Required work: Continue the wiki page below about running Hypershift agent CI on PowerVS, starting right after its final sentence.

Text passage:
Hypershift Agent CI on PowerVS for RH upstream - hypershift-on-power/hack GitHub Wiki
Hypershift Agent CI on PowerVS for RH upstream:
Setting up a test workflow in RedHat upstream CI for Agent based hosted cluster on Power.
Introduction:
The requirement is to add a conformance test job on agent based hosted cluster with power worker nodes in redhat prow CI. Since redhat's CI framework can access machines only in public network decided to use IBM Cloud's PowerVS service to host the worker nodes for agent cluster. This document will try to cover the different aspects of setting up this workflow in redhat's CI framework.
Setup infra:
Set up infra involves setting up a way to boot the VSIs with the discovery ISO generated from agent cluster in IBM Cloud PowerVS service. Since it does not have an option to boot from ISO straight away need to use network based boot by hosting services required in a bastion node. Worker nodes will be created in same network where bastion is configured and will receive boot request from the bastion with the discovery ISO and boot from it to join the agent cluster.

Dataset records:

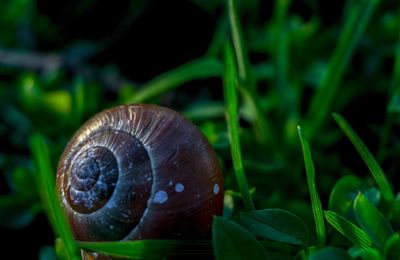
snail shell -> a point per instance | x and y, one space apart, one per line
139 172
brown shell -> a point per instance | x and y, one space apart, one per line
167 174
* * *
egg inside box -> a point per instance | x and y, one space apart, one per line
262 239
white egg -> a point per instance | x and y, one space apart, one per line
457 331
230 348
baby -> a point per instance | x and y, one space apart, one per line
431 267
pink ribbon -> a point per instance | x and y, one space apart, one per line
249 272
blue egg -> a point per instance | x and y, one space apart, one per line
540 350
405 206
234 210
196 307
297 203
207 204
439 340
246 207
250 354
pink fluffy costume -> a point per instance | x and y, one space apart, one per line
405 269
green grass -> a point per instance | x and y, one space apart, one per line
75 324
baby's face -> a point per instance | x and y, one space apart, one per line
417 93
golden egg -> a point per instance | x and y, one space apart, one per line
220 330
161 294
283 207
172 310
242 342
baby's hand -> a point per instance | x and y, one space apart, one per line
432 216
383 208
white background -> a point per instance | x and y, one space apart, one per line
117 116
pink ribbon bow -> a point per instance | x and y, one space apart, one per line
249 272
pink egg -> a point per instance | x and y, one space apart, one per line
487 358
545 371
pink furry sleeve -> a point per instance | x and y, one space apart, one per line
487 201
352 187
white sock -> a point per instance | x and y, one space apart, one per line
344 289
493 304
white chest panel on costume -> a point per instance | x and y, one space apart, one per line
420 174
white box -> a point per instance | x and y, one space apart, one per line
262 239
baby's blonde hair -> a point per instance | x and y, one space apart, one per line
...
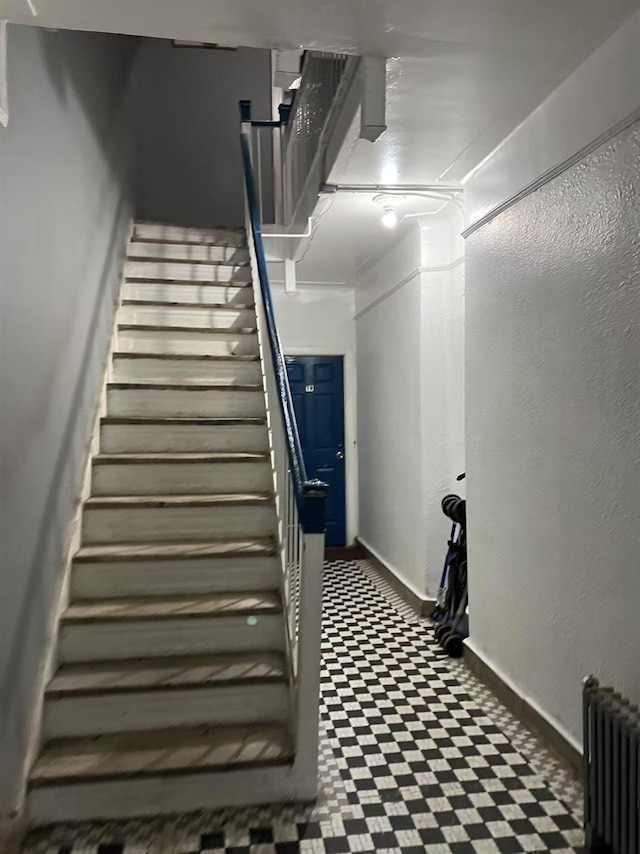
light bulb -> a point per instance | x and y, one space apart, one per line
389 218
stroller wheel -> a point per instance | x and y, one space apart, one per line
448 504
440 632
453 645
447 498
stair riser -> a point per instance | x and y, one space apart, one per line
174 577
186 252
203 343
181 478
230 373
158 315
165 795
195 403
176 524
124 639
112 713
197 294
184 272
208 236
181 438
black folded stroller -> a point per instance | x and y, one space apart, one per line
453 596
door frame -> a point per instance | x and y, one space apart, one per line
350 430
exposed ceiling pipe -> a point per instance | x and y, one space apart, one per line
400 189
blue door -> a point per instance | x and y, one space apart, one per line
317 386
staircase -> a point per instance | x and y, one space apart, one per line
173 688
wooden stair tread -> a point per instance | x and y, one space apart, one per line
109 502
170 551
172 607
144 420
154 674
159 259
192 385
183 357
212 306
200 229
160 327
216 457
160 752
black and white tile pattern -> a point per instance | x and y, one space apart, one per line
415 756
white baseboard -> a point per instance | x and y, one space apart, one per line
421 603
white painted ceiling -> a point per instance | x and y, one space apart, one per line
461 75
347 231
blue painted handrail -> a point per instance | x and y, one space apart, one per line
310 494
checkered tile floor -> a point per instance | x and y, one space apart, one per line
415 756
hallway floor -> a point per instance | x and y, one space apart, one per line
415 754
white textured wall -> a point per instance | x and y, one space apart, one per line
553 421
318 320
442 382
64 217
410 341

Response:
https://github.com/hypershift-on-power/hack/wiki/Configure-PXE-boot-for-Hypershift-Agent-Power-CI this doc has detailed instructions on how to configure PXE boot on a bastion.
Configure CI:
Configure CI involves creating a workflow and create a periodic prow job and invoke the workflow created from the prow job.
Create workflow:
Creating workflow is the most essential step in this process. To know more about the CI concepts please read this.
We have created the workflow called hypershift-mce-power-conformance consists of various steps.
Idea is to create a management or hub cluster using aws ipi existing workflow and on top of it host the agent cluster.
Below is the content of the workflow written. Will try to give a simple explanation for each step.
pre:
- ref: ingress-aws-nlb-manifest
- chain: ipi-aws-pre
- ref: hypershift-mce-install
- ref: hypershift-mce-power-create
test:
- chain: hypershift-mce-power-test
post:
- chain: hypershift-mce-power-dump
- ref: hypershift-mce-power-destroy
- chain: ipi-aws-post
Pre steps:
Pre steps will be executed before test steps. If any of the pre steps gets failed, CI will directly execute the post steps.
- ingress-aws-nlb-manifest - This step will create configuration required to setup ingress with network load balancer in ipi management cluster. It allows downloading large files from MCE operator. Faced issues with normal application load balancer while downloading the discovery ISOs.
- ipi-aws-pre - This step will setup a ipi aws management cluster. We are going to host our agent cluster here.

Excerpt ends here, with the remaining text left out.